**INSTRUCTIONS TO FOLLOW:**
Rewrite every line of the rows below as a Markdown table with two columns, No. and Line, giving each line its own number and leaving out blank lines.

:: STORED ROWS ::

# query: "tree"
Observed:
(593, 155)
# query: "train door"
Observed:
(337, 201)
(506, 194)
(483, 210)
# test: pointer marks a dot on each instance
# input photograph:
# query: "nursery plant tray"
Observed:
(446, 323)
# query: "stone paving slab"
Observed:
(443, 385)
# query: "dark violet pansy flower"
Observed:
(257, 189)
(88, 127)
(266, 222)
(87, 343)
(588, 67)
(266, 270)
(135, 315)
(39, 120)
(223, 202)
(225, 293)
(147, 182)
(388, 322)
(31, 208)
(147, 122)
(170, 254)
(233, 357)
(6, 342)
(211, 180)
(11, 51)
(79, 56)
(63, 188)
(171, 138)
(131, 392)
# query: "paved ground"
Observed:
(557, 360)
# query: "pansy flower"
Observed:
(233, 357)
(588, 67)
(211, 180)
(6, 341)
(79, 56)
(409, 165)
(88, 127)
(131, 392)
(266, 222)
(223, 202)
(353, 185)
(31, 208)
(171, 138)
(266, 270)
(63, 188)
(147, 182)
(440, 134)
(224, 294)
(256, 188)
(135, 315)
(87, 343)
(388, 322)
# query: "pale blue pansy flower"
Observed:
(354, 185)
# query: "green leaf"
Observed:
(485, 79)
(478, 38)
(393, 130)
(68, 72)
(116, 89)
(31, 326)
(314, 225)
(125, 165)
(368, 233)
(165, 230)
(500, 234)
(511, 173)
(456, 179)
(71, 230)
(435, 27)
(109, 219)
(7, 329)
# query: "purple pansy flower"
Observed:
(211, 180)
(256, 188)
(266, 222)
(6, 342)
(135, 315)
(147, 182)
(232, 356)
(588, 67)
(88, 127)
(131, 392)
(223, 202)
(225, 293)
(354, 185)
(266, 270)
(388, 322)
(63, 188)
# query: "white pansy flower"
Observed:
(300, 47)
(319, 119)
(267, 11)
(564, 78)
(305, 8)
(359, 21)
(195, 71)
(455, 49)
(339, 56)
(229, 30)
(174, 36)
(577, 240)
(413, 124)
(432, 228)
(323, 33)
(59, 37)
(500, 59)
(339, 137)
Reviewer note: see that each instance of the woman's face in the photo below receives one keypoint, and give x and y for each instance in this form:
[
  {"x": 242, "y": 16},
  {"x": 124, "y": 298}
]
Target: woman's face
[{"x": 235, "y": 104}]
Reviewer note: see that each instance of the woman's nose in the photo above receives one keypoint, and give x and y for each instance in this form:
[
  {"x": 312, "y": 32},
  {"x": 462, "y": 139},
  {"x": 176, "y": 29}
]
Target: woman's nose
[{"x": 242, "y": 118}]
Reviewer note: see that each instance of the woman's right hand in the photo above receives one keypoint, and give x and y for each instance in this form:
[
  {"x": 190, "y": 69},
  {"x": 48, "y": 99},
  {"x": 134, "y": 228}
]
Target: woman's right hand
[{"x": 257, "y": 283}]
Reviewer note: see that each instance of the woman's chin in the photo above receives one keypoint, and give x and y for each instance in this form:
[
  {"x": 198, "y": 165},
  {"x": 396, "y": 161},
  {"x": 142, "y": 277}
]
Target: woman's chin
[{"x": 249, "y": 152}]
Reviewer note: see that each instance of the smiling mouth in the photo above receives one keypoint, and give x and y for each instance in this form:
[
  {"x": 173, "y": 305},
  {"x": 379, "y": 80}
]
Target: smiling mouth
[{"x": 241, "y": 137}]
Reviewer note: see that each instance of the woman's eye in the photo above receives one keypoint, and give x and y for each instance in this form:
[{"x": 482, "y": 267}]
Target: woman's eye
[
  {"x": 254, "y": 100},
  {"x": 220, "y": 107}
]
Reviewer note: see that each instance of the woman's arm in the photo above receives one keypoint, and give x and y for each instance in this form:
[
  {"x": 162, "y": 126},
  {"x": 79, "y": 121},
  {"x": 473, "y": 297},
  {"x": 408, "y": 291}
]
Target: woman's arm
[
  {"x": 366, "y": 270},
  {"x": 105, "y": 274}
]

:::

**CORRECT OUTPUT:**
| No. | Line |
|---|---|
| 1 | # query: "tree" |
| 2 | Observed: |
| 3 | (593, 155) |
| 4 | # query: "train door" |
| 5 | Observed: |
| 6 | (337, 201) |
| 7 | (506, 194) |
| 8 | (483, 210) |
| 9 | # test: pointer marks a dot on each instance |
| 10 | # input photograph: |
| 11 | # query: "nursery plant tray" |
| 12 | Observed: |
| 13 | (446, 323) |
| 14 | # query: "stone paving slab" |
| 15 | Observed: |
| 16 | (443, 385) |
| 17 | # query: "dark violet pansy flower" |
| 18 | Observed: |
| 19 | (257, 189) |
| 20 | (88, 127) |
| 21 | (266, 222) |
| 22 | (87, 343) |
| 23 | (588, 67) |
| 24 | (266, 270) |
| 25 | (135, 315) |
| 26 | (39, 120) |
| 27 | (223, 202) |
| 28 | (225, 293) |
| 29 | (147, 182) |
| 30 | (388, 322) |
| 31 | (31, 208) |
| 32 | (147, 122) |
| 33 | (170, 254) |
| 34 | (233, 357) |
| 35 | (6, 342) |
| 36 | (211, 180) |
| 37 | (11, 51) |
| 38 | (79, 56) |
| 39 | (63, 188) |
| 40 | (171, 138) |
| 41 | (131, 392) |
| 42 | # query: "paved ground" |
| 43 | Observed: |
| 44 | (557, 360) |
| 45 | # query: "pansy flower" |
| 46 | Observed: |
| 47 | (233, 357) |
| 48 | (588, 67) |
| 49 | (211, 180) |
| 50 | (6, 341) |
| 51 | (79, 56) |
| 52 | (409, 165) |
| 53 | (88, 127) |
| 54 | (131, 392) |
| 55 | (266, 222) |
| 56 | (223, 202) |
| 57 | (353, 185) |
| 58 | (31, 208) |
| 59 | (171, 138) |
| 60 | (266, 270) |
| 61 | (63, 188) |
| 62 | (147, 182) |
| 63 | (440, 134) |
| 64 | (224, 294) |
| 65 | (256, 188) |
| 66 | (135, 315) |
| 67 | (87, 343) |
| 68 | (388, 322) |
| 69 | # query: "pale blue pansy flower" |
| 70 | Observed: |
| 71 | (354, 185) |
| 72 | # query: "green leaf" |
| 73 | Observed: |
| 74 | (485, 79) |
| 75 | (478, 38) |
| 76 | (393, 130) |
| 77 | (68, 72) |
| 78 | (116, 89) |
| 79 | (31, 326) |
| 80 | (314, 225) |
| 81 | (125, 165) |
| 82 | (368, 233) |
| 83 | (165, 230) |
| 84 | (500, 234) |
| 85 | (511, 173) |
| 86 | (456, 179) |
| 87 | (71, 230) |
| 88 | (435, 27) |
| 89 | (109, 219) |
| 90 | (7, 329) |
| 91 | # query: "purple pansy flower" |
| 92 | Observed: |
| 93 | (211, 180) |
| 94 | (256, 188) |
| 95 | (266, 222) |
| 96 | (6, 342) |
| 97 | (135, 315) |
| 98 | (147, 182) |
| 99 | (232, 356) |
| 100 | (588, 67) |
| 101 | (88, 127) |
| 102 | (131, 392) |
| 103 | (223, 202) |
| 104 | (225, 293) |
| 105 | (354, 185) |
| 106 | (266, 270) |
| 107 | (388, 322) |
| 108 | (63, 188) |
| 109 | # query: "white pansy flower" |
| 110 | Observed: |
| 111 | (300, 47) |
| 112 | (319, 119) |
| 113 | (267, 11) |
| 114 | (564, 78) |
| 115 | (305, 8) |
| 116 | (359, 21) |
| 117 | (195, 71) |
| 118 | (455, 49) |
| 119 | (339, 56) |
| 120 | (229, 30) |
| 121 | (174, 36) |
| 122 | (577, 240) |
| 123 | (413, 124) |
| 124 | (432, 228) |
| 125 | (323, 33) |
| 126 | (59, 37) |
| 127 | (500, 59) |
| 128 | (339, 137) |
| 129 | Reviewer note: see that each instance of the woman's face in the photo below receives one keypoint, and give x and y for each instance in this form: |
| 130 | [ |
| 131 |   {"x": 242, "y": 16}, |
| 132 |   {"x": 124, "y": 298} |
| 133 | ] |
| 134 | Target: woman's face |
| 135 | [{"x": 235, "y": 104}] |
| 136 | Reviewer note: see that each instance of the woman's nose in the photo above receives one keypoint, and give x and y for each instance in this form: |
| 137 | [ |
| 138 |   {"x": 312, "y": 32}, |
| 139 |   {"x": 462, "y": 139}, |
| 140 |   {"x": 176, "y": 29} |
| 141 | ] |
| 142 | Target: woman's nose |
| 143 | [{"x": 242, "y": 118}] |
| 144 | Reviewer note: see that each instance of the woman's right hand in the photo above receives one keypoint, and give x and y for each instance in this form: |
| 145 | [ |
| 146 |   {"x": 190, "y": 69}, |
| 147 |   {"x": 48, "y": 99}, |
| 148 |   {"x": 134, "y": 228} |
| 149 | ] |
| 150 | Target: woman's right hand |
| 151 | [{"x": 257, "y": 283}] |
| 152 | Reviewer note: see that each instance of the woman's chin in the photo above receives one keypoint, and give x and y for each instance in this form: |
| 153 | [ |
| 154 |   {"x": 198, "y": 165}, |
| 155 |   {"x": 396, "y": 161}, |
| 156 |   {"x": 142, "y": 277} |
| 157 | ] |
| 158 | Target: woman's chin |
| 159 | [{"x": 249, "y": 152}] |
| 160 | Reviewer note: see that each instance of the smiling mouth in the photo above receives one keypoint, and give x and y for each instance in this form: |
| 161 | [ |
| 162 |   {"x": 173, "y": 305}, |
| 163 |   {"x": 379, "y": 80} |
| 164 | ] |
| 165 | Target: smiling mouth |
| 166 | [{"x": 241, "y": 137}] |
| 167 | Reviewer note: see that each instance of the woman's eye in the photo above receives one keypoint, and give x and y for each instance in this form: |
| 168 | [{"x": 482, "y": 267}] |
| 169 | Target: woman's eye |
| 170 | [ |
| 171 |   {"x": 254, "y": 100}, |
| 172 |   {"x": 220, "y": 107} |
| 173 | ] |
| 174 | Reviewer note: see that each instance of the woman's arm in the photo above receives one keypoint, and give x and y for each instance in this form: |
| 175 | [ |
| 176 |   {"x": 162, "y": 126}, |
| 177 |   {"x": 79, "y": 121}, |
| 178 |   {"x": 473, "y": 297}, |
| 179 |   {"x": 408, "y": 291} |
| 180 | ] |
| 181 | Target: woman's arm |
| 182 | [ |
| 183 |   {"x": 366, "y": 270}, |
| 184 |   {"x": 105, "y": 274} |
| 185 | ] |